▸ Extract to read:
* * * *

Precipitation Downscaling with Spatiotemporal Video Diffusion
摘要
评审与讨论
This paper presents a novel framework for spatio-temporal precipitation downscaling, comprising two modules: a deterministic downscaling module and a diffusion module. The model is able to outperform the SOTA models, especially in extreme events and in mountainous areas.
优点
- Multiple losses, such as PE and EMD, are used to measure the effectiveness of the results. At the same time, the discussion of the trade-off between realism and bias is novel and informative, using MSE to represent the average accuracy of predictions and PE to represent the model's ability to reproduce extreme events.
- The model outperforms six strong super-resolution baselines and can be established as a new standard for data-driven precipitation downscaling.
缺点
Experiments are insufficient. Such as the effectiveness of the sharing features across the modules is not proven by ablation experiments.
问题
- In line 121, “bicubic interpolation” does not have a explanation. Can you explain it?
- In line 121, what is ”pixelated features” ?
- Is the input, additional climate states, the L1 data or L2 data?
局限性
Is this work of practical value? The authors acknowledge that switching to a different dataset requires retraining due to differences in data distribution. However, can the model be trained if high-resolution ground truth images are not available? If high-resolution images are available, does it make sense to reduce their resolution before training the model?
Thank you for taking the time to read our work. We are happy you find novelty in the realism-distortion tradeoff and appreciate the PE and EMD metrics. We address your concerns as follows:
-
“...the effectiveness of the sharing features across the modules is not proven by ablation experiments.”:
We thank the reviewer for suggesting an additional ablation study. Due to time constraints, we are unable to run this ablation for the rebuttal, but we will include this ablation in an updated version of our paper. However, we feel that this design choice is a relatively minor part of our overall architecture, and our existing experiments demonstrate the strength of our proposed method (reviewer EgC8) and ablate the key components of our model (reviewer St3G). We would be glad to discuss any additional experiments the reviewer feels would further strengthen our submission.
-
Explanation of "bicubic interpolation":
Bicubic interpolation is a resampling method that uses the values of the 16 nearest pixels (4x4 grid) to estimate the value of each pixel in the upsampled image. This method ensures a smoother and higher-quality image than simpler methods like nearest-neighbor or bilinear interpolation. In our context, since the input and output dimensions of our UNet are the same, we use bicubic interpolation to upsample the low-resolution input to match the high-resolution output dimensions (scale factor of 8). We will include this explanation in the revised manuscript for clarity.

* * * *

▸ Given task 1: In the precipitation downscaling review thread, how many nearest pixels does bicubic interpolation use to estimate each pixel value?
▸ Given task 2: Extend the precipitation downscaling review thread, starting right after its last sentence.
You can leave the records aside, since none of them are needed.

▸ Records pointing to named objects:
* * * *

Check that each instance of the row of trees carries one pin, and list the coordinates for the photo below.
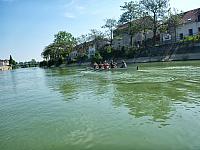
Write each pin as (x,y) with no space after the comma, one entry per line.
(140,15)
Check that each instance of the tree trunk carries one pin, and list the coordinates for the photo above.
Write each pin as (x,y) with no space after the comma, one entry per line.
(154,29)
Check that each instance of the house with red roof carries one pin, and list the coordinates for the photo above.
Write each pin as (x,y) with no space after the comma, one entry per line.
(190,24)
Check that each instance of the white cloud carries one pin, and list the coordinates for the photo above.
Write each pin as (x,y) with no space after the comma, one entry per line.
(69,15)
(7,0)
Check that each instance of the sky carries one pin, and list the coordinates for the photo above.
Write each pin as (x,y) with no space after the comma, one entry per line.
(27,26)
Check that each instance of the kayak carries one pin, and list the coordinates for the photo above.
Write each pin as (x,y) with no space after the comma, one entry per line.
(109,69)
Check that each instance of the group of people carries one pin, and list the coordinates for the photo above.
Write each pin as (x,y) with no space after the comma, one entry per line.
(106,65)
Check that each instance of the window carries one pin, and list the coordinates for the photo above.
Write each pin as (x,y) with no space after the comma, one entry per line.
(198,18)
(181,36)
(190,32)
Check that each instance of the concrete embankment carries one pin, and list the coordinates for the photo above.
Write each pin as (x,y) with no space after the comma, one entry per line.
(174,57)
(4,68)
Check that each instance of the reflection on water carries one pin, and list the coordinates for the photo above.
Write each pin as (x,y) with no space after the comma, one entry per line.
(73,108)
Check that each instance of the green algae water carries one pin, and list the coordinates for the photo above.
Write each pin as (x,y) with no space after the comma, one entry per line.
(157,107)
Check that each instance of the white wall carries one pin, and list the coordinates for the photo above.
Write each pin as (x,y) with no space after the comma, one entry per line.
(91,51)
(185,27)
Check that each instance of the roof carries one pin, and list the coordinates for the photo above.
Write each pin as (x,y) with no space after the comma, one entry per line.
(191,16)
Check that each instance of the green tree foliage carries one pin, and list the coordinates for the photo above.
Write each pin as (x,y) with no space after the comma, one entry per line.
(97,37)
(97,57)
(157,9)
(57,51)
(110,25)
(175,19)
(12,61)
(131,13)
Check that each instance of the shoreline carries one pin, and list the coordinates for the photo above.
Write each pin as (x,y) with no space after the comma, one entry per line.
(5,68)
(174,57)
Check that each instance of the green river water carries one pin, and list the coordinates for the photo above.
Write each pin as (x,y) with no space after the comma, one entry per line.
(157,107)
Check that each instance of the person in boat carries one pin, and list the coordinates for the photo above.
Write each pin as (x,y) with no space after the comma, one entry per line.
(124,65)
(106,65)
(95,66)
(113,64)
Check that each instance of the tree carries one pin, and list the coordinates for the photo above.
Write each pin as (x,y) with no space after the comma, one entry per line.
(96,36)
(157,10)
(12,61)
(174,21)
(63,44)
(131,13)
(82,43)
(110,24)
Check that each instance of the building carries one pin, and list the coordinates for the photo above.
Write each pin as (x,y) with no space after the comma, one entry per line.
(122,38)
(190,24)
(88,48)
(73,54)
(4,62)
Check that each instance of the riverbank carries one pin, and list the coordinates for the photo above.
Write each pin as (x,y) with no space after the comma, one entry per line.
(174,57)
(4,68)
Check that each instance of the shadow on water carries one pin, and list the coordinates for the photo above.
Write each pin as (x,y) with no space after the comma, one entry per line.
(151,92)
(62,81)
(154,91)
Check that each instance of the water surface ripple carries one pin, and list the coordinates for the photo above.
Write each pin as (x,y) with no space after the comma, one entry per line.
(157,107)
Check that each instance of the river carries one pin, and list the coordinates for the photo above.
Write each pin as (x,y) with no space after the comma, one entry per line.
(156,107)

* * * *

▸ Output 1: It uses the 16 nearest pixels, arranged in a 4x4 grid.

▸ Output 2:
-
Explanation of "pixelated features":
By "pixelated features," we refer to traditional pixelation artifacts or block artifacts that can occur in super-resolution tasks. These artifacts are characterized by a blocky appearance in the upscaled image, where individual pixels or groups of pixels become visibly distinct, leading to a loss of detail and smoothness. We will clarify this in the manuscript.
-
“Is the input, additional climate states, the L1 data or L2 data?”:
We appreciate the reviewer's question about the input data and additional climate states. However, we are unsure about the specific reference to "L1 data" or "L2 data" in this context. Could you please clarify what you mean by these terms? In our study, the input includes both the primary low-resolution precipitation data and additional climate states. These additional covariates are provided at a low resolution. Refer to the STVD-single experiment to highlight the importance of this side data. Additionally, we clarify in the appendix how these side data were selected.
-
“Is this work of practical value?...”:
As discussed in [1], fluid-dynamical emulators of the global atmosphere are too expensive to run routinely at such fine scales. So the climate adaptation community relies on “downscaling” of coarse-grid simulations to a finer grid. Our work builds on vision-based super-resolution methods to improve statistical downscaling by allowing a cheap run of fluid-dynamics emulators on a coarse grid followed by a downscaling using our model on the region of interest. Our model's practical value lies in its ability to provide quick and cheap high-resolution downscaling for regions of interest. Additionally, our model emulates long-term annual trends pretty well, which is critical for applications like water availability and management. The main motivation behind this project was to create computationally efficient and realistic proxies for climate emulators:
- Generate high-resolution training data for a limited time horizon (e.g., one year).
- Train the super-resolution model using this data.
- Generate 'cheap' climate predictions at low resolution and use the super-resolution model for focussed regional predictions.
Please also refer to our global response for a discussion of this point.
We will also add a discussion in the paper revision on the general issue of data distribution shifts and the potential for developing domain adaptation techniques for climate applications, highlighting it as an interesting future research direction. This context will underscore the practical value and broader applicability of our approach.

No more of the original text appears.